* [Your task]: Exactly as they appear, output all of the records. Skip any images.
╭──
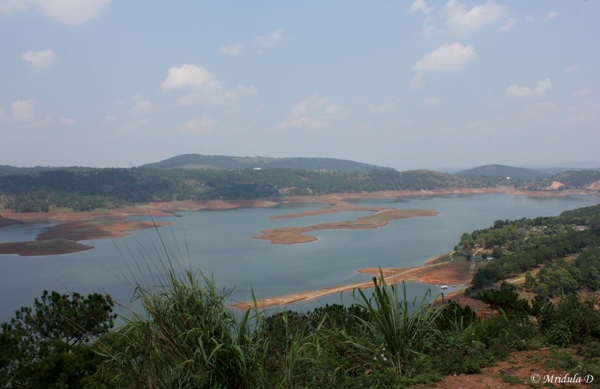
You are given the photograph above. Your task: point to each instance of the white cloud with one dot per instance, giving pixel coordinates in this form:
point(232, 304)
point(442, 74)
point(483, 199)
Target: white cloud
point(40, 59)
point(432, 101)
point(270, 39)
point(141, 107)
point(462, 22)
point(109, 119)
point(189, 77)
point(542, 110)
point(22, 110)
point(583, 92)
point(382, 109)
point(70, 12)
point(508, 24)
point(202, 86)
point(447, 57)
point(247, 90)
point(313, 112)
point(231, 49)
point(417, 81)
point(550, 15)
point(571, 69)
point(420, 5)
point(541, 88)
point(205, 125)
╰──
* [Output for this exercise]:
You are given the photograph above. Your task: point to each instance of the white cloud with one dot per instance, giving pixel coordinates in this form:
point(232, 304)
point(442, 74)
point(483, 199)
Target: white cloud
point(40, 59)
point(432, 101)
point(270, 39)
point(141, 107)
point(462, 22)
point(109, 119)
point(189, 77)
point(542, 110)
point(22, 110)
point(583, 92)
point(382, 109)
point(70, 12)
point(508, 24)
point(202, 86)
point(447, 57)
point(247, 90)
point(313, 112)
point(231, 49)
point(417, 81)
point(550, 15)
point(571, 69)
point(420, 5)
point(541, 88)
point(205, 125)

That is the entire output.